::: Excerpt :::
Salvador Felipe Jacinto Dalí Domènech died 25 years ago, on 23rd January, 1989 — after a debilitating illness had long-isolated him from the outside world.

The quintessential surrealist, who painted visionary dreams and hallucinatory landscapes with melting watches, spindly-legged elephants and swarming ants, left an indelible mark on the world of art. “The secret of my influence has always been that it remained secret,” he once boasted. On another occasion, he famously declared: “Each morning when I awake, I experience again a supreme pleasure — that of being — Salvador Dalí; and I ask myself, wonderstruck, what prodigious thing will he do today, this Salvador Dalí. There are some days when I think I’m going to die from an overdose of satisfaction.”

For a person who virtually ruled the art world and enjoyed life to the fullest, Dalí’s last years were dreadful. Even by 1970s, his eyes had become weak and his hands were shaky. “I could not help feeling sorry for the seedy old conjurer with his rhinoceros-horn wand, leopard skin overcoat and designer whiskers, not to mention his surreal breath,” recalled John Richardson, who was once a vice president of M Knoedler & Co, New York, a dealing firm of Dalí. “‘The Wizard of Was’, as someone called him, was all patter and very little sleight of hand. His virago of a wife and the creepy, conniving courtiers in charge of his business had reduced Dalí to a mere logo, a signature as flamboyant as his moustache.”
::: Supplied information :::
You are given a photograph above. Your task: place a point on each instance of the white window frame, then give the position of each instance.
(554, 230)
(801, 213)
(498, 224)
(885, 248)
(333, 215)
:::
• _Exercise 1_
Answer these questions about the Dalí excerpt:
(a) On what date did Dalí die?
(b) By the 1970s, what had happened to his eyes and hands?
(c) What firm had John Richardson once been a vice president of?
• _Exercise 2_
Does each statement agree with the Dalí excerpt? Answer yes or no, and quote the words that settle it.
(a) Dalí died after a short, sudden illness.
(b) Dalí said the secret of his influence was that it stayed secret.
(c) John Richardson described Dalí as all sleight of hand and very little patter.
• _Exercise 3_
Sum up the Dalí excerpt in two sentences.

• _Answer 1_
(a) 23rd January, 1989
(b) His eyes had become weak and his hands were shaky.
(c) M Knoedler & Co, New York

• _Answer 2_
(a) No: "after a debilitating illness had long-isolated him from the outside world"
(b) Yes: "The secret of my influence has always been that it remained secret"
(c) No: "was all patter and very little sleight of hand"

• _Answer 3_
Salvador Dalí, the surrealist painter of dreamlike scenes with melting watches and spindly-legged elephants, left a lasting mark on art and died on 23rd January, 1989, after a long, debilitating illness. His last years were dreadful: by the 1970s his eyes were weak and his hands shaky, and John Richardson, once a vice president of one of his dealing firms, recalled that his wife and business handlers had reduced him to a mere logo.